- Born: August 10, 1969 (age 57) Rome, Italy
- Education: Sapienza University of Rome
- Known for: Founder ZNAP Zwoop

= Alessandro Gadotti =

Alessandro "Alex" Gadotti (born 10 August 1969 in Rome, Italy) is an entrepreneur who spent some years as APAC CEO of Powa Technologies. Powa, who had acquired ZNAP for US$75 million in May 2014 went into liquidation in February 2016.

Alessandro is known for its innovative approach to mobile payment. and for his long experience in mobility and IT innovation. He has also filed five international patents in the mobile payment field.

==Biography==
Born in Rome, Italy and after a career in Ernst & Young where he became partner at 28, Alessandro Gadotti has been the director of one of the first Italian internet startups financed by the Fiat Group CiaoWeb. Soon after he becomes a partner in Value Partners (Management Consulting) where he became CEO for the South America system integrator startup of the group Value Team later acquired in 2011 by NTT Data.

Left Value Team in 2008 Alessandro became a serial entrepreneur in Hong Kong, where first started a flight simulator company called Flight Experience. and later on a leading aviation consulting company called Aviation Results that provides services to set up Flight Simulator training centers (TRTOs) for airlines.

|---|

Return the full biography of Alessandro Gadotti above verbatim, without any alteration.

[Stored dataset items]
|---|

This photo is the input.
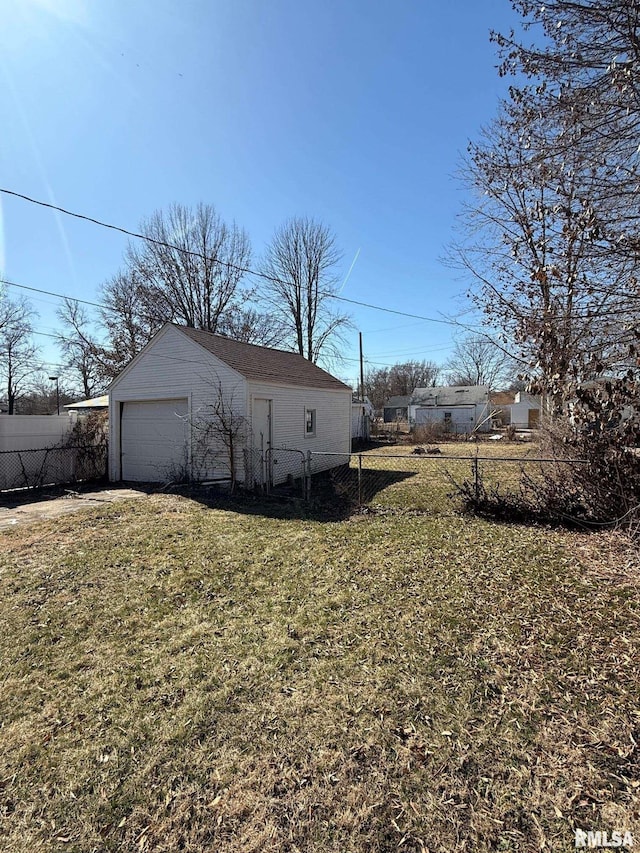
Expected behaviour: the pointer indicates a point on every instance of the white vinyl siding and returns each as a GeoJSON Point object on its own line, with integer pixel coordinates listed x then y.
{"type": "Point", "coordinates": [332, 420]}
{"type": "Point", "coordinates": [174, 367]}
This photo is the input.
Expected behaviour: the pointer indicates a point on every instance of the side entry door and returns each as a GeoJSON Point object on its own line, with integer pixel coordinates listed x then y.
{"type": "Point", "coordinates": [262, 435]}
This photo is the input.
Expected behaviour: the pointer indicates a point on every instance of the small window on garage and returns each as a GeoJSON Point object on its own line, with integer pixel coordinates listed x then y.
{"type": "Point", "coordinates": [309, 421]}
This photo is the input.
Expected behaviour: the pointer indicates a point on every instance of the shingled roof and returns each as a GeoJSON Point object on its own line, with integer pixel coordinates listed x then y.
{"type": "Point", "coordinates": [264, 364]}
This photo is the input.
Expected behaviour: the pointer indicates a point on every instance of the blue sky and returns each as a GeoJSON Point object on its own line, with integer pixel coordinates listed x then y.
{"type": "Point", "coordinates": [352, 112]}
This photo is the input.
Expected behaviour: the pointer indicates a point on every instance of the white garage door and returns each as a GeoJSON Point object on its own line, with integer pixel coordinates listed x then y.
{"type": "Point", "coordinates": [153, 440]}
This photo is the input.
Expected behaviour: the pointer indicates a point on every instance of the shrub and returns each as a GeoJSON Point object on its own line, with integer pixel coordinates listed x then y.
{"type": "Point", "coordinates": [595, 480]}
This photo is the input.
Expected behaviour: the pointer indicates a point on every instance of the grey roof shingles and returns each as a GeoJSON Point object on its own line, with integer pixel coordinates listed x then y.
{"type": "Point", "coordinates": [397, 402]}
{"type": "Point", "coordinates": [264, 364]}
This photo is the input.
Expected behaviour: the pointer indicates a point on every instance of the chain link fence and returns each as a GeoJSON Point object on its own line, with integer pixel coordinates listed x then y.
{"type": "Point", "coordinates": [47, 466]}
{"type": "Point", "coordinates": [422, 481]}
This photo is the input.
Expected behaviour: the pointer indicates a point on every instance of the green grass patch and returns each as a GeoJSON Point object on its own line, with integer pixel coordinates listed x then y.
{"type": "Point", "coordinates": [177, 677]}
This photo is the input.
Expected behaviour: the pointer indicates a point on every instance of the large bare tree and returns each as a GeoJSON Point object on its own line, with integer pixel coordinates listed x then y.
{"type": "Point", "coordinates": [476, 360]}
{"type": "Point", "coordinates": [18, 354]}
{"type": "Point", "coordinates": [300, 265]}
{"type": "Point", "coordinates": [189, 267]}
{"type": "Point", "coordinates": [542, 268]}
{"type": "Point", "coordinates": [83, 357]}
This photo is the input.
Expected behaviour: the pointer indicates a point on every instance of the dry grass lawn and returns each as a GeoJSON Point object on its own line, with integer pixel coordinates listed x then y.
{"type": "Point", "coordinates": [181, 678]}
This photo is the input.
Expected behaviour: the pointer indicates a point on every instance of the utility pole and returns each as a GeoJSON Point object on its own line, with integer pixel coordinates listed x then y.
{"type": "Point", "coordinates": [364, 422]}
{"type": "Point", "coordinates": [361, 372]}
{"type": "Point", "coordinates": [55, 379]}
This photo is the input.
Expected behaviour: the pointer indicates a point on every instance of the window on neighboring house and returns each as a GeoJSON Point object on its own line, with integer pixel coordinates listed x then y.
{"type": "Point", "coordinates": [310, 421]}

|---|

• The answer:
- Born: August 10, 1969 (age 57) Rome, Italy
- Education: Sapienza University of Rome
- Known for: Founder ZNAP Zwoop

= Alessandro Gadotti =

Alessandro "Alex" Gadotti (born 10 August 1969 in Rome, Italy) is an entrepreneur who spent some years as APAC CEO of Powa Technologies. Powa, who had acquired ZNAP for US$75 million in May 2014 went into liquidation in February 2016.

Alessandro is known for its innovative approach to mobile payment. and for his long experience in mobility and IT innovation. He has also filed five international patents in the mobile payment field.

==Biography==
Born in Rome, Italy and after a career in Ernst & Young where he became partner at 28, Alessandro Gadotti has been the director of one of the first Italian internet startups financed by the Fiat Group CiaoWeb. Soon after he becomes a partner in Value Partners (Management Consulting) where he became CEO for the South America system integrator startup of the group Value Team later acquired in 2011 by NTT Data.

Left Value Team in 2008 Alessandro became a serial entrepreneur in Hong Kong, where first started a flight simulator company called Flight Experience. and later on a leading aviation consulting company called Aviation Results that provides services to set up Flight Simulator training centers (TRTOs) for airlines.